• **Stored entries**
....

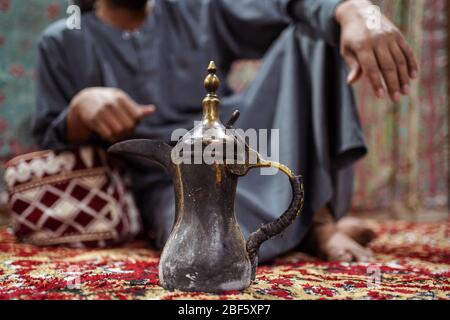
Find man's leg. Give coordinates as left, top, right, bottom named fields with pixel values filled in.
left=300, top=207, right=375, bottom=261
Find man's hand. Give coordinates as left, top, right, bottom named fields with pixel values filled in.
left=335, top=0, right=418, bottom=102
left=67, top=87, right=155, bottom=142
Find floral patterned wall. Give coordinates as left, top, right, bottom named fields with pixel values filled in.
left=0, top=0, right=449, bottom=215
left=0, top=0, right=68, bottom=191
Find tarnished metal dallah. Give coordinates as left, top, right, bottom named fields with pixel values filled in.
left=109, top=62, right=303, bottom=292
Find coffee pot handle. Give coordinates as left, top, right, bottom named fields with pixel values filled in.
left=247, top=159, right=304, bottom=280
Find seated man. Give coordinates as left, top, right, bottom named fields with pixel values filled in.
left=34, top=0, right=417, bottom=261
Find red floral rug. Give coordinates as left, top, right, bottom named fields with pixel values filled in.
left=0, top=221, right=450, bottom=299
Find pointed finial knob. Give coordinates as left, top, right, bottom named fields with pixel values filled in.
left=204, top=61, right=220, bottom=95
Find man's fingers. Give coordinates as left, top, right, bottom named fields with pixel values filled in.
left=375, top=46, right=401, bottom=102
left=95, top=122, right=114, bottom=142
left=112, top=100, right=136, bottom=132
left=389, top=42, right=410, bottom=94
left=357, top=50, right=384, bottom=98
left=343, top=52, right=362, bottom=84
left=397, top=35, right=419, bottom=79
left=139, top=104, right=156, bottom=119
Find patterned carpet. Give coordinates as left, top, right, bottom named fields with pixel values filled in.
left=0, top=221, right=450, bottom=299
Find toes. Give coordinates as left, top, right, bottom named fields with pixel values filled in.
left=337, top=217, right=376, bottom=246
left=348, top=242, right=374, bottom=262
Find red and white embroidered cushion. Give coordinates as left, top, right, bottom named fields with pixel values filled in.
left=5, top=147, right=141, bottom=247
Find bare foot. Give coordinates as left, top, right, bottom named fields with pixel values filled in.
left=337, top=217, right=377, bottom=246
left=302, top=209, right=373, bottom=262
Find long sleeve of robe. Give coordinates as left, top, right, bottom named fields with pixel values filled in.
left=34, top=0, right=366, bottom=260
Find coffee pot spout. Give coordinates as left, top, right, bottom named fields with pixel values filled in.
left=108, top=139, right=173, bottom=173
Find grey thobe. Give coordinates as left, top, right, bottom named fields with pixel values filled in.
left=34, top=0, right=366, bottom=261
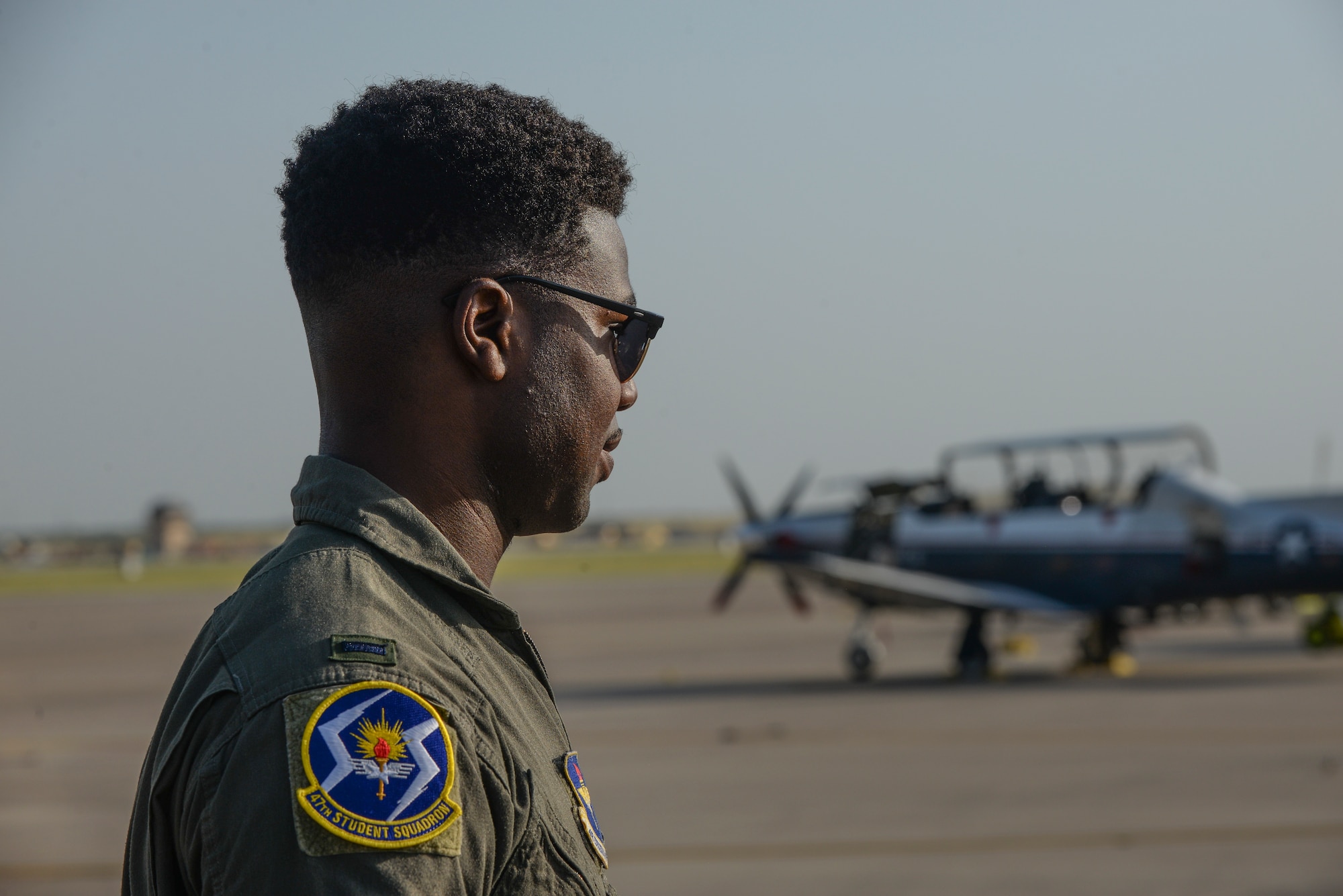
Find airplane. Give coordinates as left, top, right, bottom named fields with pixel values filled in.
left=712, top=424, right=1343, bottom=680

....

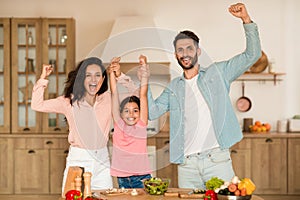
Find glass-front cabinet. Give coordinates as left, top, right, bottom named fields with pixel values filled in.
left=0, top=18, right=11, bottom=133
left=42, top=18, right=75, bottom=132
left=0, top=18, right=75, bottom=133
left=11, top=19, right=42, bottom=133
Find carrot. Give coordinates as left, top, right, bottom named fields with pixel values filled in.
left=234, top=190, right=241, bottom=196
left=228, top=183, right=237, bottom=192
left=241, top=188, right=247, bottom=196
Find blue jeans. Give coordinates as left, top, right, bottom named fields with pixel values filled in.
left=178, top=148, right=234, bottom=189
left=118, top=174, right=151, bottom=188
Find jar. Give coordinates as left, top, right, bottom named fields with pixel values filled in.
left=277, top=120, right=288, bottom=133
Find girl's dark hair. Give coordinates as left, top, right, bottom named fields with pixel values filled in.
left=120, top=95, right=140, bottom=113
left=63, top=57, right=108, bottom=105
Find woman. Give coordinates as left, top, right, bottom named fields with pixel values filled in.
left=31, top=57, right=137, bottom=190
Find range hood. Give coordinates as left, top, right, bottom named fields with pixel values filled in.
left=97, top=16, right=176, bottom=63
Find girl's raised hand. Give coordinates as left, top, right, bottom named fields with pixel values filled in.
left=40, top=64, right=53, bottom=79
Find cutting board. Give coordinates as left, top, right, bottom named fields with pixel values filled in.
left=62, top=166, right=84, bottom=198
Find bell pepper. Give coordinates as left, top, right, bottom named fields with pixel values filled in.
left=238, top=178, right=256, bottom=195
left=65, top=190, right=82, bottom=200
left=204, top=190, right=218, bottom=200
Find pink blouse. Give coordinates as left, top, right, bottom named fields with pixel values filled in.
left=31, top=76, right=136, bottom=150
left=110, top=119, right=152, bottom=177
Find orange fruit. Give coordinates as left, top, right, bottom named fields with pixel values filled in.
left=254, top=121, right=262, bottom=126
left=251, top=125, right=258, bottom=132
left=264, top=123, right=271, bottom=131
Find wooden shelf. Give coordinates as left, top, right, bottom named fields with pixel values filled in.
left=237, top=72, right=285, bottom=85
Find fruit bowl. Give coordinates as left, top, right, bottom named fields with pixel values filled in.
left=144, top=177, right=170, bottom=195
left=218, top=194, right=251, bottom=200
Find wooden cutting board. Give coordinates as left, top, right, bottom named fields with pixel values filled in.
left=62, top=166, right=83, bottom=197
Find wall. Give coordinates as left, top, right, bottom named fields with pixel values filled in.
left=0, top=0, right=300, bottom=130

....

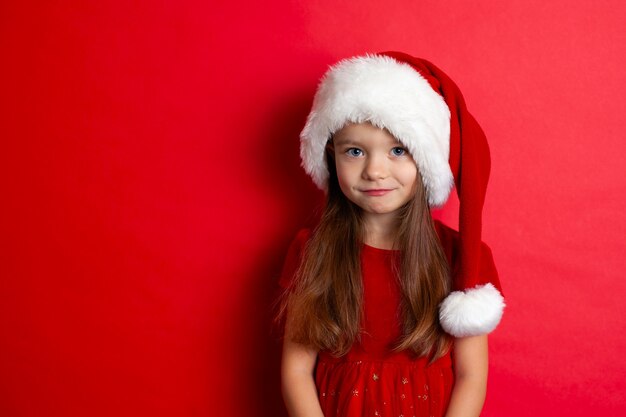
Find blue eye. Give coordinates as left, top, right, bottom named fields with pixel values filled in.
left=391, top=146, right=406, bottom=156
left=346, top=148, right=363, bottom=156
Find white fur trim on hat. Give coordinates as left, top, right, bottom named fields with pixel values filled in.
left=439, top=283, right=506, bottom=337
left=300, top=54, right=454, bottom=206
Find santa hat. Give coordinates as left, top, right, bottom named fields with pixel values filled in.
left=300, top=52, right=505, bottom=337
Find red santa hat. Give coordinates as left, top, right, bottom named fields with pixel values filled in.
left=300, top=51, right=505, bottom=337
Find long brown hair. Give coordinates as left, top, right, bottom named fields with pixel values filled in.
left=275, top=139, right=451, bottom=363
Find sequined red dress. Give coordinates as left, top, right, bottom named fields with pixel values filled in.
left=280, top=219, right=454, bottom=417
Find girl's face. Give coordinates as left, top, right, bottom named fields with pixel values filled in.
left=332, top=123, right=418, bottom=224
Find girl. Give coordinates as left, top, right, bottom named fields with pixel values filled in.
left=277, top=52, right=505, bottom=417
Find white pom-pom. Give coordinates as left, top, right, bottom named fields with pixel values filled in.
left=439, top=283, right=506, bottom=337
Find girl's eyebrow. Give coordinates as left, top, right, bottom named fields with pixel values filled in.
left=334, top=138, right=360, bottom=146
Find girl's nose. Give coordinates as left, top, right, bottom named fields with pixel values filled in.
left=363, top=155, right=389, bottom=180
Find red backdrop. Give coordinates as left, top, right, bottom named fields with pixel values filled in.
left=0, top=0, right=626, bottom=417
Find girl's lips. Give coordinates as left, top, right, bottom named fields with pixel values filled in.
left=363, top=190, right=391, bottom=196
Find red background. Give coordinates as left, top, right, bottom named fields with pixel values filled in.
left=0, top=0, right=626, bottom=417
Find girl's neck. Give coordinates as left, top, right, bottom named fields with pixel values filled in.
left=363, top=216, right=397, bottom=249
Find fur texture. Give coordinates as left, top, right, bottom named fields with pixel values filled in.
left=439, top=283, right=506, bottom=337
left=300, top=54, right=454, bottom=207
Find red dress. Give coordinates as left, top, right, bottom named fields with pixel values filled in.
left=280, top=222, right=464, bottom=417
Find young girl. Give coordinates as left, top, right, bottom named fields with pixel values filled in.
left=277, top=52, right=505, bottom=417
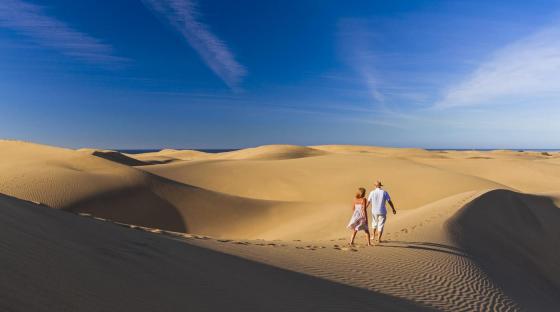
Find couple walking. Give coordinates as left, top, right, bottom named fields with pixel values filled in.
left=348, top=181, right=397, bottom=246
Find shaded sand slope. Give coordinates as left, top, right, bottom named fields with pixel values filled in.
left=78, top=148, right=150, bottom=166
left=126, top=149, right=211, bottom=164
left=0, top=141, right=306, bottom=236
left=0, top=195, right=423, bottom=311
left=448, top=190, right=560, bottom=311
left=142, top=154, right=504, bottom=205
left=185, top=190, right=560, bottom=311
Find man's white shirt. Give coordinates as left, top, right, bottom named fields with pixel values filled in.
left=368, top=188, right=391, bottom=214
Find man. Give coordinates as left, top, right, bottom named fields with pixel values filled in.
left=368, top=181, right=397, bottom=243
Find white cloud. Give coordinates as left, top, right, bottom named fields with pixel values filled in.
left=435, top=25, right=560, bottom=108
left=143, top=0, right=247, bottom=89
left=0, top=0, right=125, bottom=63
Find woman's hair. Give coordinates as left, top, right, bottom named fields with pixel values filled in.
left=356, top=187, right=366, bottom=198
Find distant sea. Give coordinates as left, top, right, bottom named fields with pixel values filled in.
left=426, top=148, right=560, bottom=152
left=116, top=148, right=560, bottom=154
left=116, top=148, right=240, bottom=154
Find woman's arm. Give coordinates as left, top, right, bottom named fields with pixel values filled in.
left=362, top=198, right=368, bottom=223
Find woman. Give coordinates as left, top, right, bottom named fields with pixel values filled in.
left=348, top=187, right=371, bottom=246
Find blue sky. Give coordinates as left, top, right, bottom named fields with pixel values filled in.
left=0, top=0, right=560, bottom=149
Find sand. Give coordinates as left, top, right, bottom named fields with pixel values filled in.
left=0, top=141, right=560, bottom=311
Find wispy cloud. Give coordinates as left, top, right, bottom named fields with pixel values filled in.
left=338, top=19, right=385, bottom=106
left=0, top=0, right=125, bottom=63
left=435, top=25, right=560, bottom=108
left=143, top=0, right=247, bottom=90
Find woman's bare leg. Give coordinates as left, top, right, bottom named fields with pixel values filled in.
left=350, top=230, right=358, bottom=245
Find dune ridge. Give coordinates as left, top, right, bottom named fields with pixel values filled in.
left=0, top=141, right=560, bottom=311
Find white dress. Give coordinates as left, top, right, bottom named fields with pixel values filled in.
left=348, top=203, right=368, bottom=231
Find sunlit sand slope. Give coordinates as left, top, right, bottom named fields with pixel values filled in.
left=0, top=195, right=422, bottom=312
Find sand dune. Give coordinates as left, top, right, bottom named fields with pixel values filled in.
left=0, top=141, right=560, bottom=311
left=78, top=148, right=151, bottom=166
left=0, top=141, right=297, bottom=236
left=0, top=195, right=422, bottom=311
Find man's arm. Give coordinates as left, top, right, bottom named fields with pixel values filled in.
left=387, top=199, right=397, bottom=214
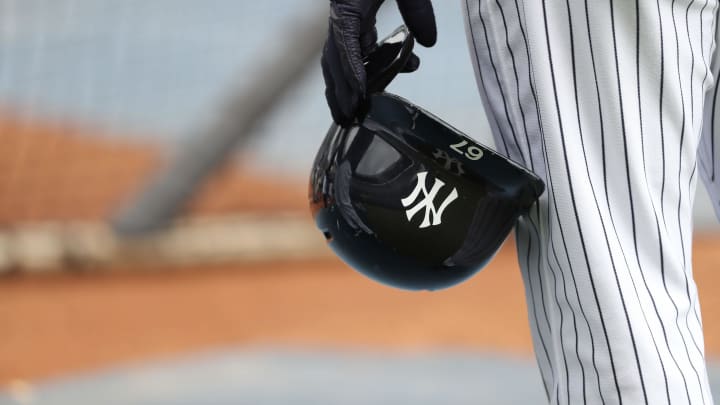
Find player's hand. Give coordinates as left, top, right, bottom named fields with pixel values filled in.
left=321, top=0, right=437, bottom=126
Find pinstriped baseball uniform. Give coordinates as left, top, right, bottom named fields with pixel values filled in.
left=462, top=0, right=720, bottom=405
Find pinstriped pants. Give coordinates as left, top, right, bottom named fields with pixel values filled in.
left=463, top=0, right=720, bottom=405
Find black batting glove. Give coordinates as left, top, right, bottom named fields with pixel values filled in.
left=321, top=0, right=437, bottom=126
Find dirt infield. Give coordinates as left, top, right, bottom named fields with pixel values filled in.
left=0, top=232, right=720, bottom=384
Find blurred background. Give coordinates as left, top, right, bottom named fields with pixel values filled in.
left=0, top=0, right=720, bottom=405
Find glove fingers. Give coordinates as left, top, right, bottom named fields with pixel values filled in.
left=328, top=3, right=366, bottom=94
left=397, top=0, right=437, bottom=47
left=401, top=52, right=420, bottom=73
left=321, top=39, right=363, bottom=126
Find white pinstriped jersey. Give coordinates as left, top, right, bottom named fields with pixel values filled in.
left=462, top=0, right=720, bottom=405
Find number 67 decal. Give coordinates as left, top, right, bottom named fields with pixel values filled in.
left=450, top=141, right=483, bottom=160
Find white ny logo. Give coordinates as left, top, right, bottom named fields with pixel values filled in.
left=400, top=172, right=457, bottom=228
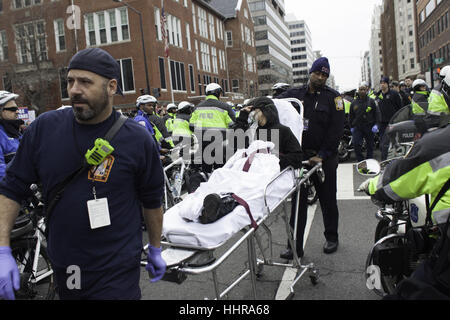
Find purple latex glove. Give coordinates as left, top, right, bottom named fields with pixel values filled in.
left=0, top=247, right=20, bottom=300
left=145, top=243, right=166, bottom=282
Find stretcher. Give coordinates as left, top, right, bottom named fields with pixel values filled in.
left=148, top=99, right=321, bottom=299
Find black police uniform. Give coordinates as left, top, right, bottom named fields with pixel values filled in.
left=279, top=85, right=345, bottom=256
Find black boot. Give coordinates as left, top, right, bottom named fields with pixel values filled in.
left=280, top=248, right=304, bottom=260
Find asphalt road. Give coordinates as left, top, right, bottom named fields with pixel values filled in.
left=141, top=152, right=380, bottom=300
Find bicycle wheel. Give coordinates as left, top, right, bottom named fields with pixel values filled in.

....

• **YOUR OBJECTIVE**
Write out again the lines between the one holding "Find carrot. Give" and the one holding "left=277, top=120, right=288, bottom=133", inclusive, substituting "denim pants" for "blue jeans" and leaving everything else unchanged.

• **EXERCISE OUTPUT**
Find carrot. Give coordinates as left, top, right, bottom named fields with pixel values filled in.
left=234, top=190, right=241, bottom=196
left=228, top=183, right=237, bottom=192
left=241, top=188, right=247, bottom=196
Find denim pants. Give coordinates as left, top, right, bottom named fields with pixel values filled in.
left=178, top=148, right=234, bottom=189
left=118, top=174, right=151, bottom=188
Find jar. Give coordinates as left, top, right, bottom named fields with pixel values filled in.
left=277, top=120, right=288, bottom=133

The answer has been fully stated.